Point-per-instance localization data
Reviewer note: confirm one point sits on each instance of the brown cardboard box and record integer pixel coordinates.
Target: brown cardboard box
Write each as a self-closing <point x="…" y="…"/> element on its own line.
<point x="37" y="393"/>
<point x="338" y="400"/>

### TASK GOAL
Return every line from the one holding "Write each as" through the end of the data, exactly as it appears, with both ends kept and nothing else.

### WRITTEN SOLUTION
Write each as a self-closing <point x="…" y="…"/> element on its own line.
<point x="37" y="393"/>
<point x="338" y="400"/>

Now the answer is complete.